- Bloco de texto -
┄┄┄┄┄┄┄┄┄┄┄┄┄┄┄┄┄┄┄┄
Sabemos que as leis são feitas no abstracto, obedecendo a um horizonte de sentidos e valores que têm a sua lógica num certo enquadramento temporal e contexto social, mas a sua aplicação prática nos pode revelar lacunas e falhas que não eram claras na altura da sua concepção e noutros casos, o próprio tempo, a evolução natural das sociedades e mentalidades nos obrigam a rever os nossos conceitos. No caso da nossa actual constituição, passados 20 anos sobre a sua concepção e 7 sobre a última revisão, esperava da parte dos nossos deputados um sinal claro de que é chegado o tempo de se abrir um debate sério sobre alguns pontos desajustados e / ou desactualizados da nossa constituição e de algumas leis, dos quais, posso sem esforço enumerar alguns:

- Muita gente tem questionado o nosso sistema de governo (semi-presidencialista) e atribuído a ele a culpa de muitas das crises políticas que enfrentamos. Não será altura para abrirmos um debate sobre esse ponto e, dependendo das conclusões, pensar séria e responsavelmente em alternativas viáveis?!
┄┄┄┄┄┄┄┄┄┄┄┄┄┄┄┄┄┄┄┄
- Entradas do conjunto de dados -
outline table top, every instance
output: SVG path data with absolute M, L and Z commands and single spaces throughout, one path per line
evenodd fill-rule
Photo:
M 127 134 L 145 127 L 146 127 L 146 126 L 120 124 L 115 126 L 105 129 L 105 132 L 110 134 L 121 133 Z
┄┄┄┄┄┄┄┄┄┄┄┄┄┄┄┄┄┄┄┄
- Exercícios -
1. Indique se cada afirmação concorda com o texto sobre a revisão constitucional, respondendo sim ou não e citando literalmente as palavras decisivas: (a) a constituição foi concebida há 20 anos; (b) a última revisão da constituição ocorreu há 10 anos; (c) o sistema de governo referido é presidencialista.
2. Devolva, sem alterações, o trecho do texto sobre a revisão constitucional que vai de "- Muita gente" a "em alternativas viáveis?!".
As linhas provêm de uma fonte diferente da do texto.

- Soluções por tarefa -
1.
(a) Sim: "passados 20 anos sobre a sua concepção".
(b) Não: "7 sobre a última revisão".
(c) Não: "o nosso sistema de governo (semi-presidencialista)".

2.
- Muita gente tem questionado o nosso sistema de governo (semi-presidencialista) e atribuído a ele a culpa de muitas das crises políticas que enfrentamos. Não será altura para abrirmos um debate sobre esse ponto e, dependendo das conclusões, pensar séria e responsavelmente em alternativas viáveis?!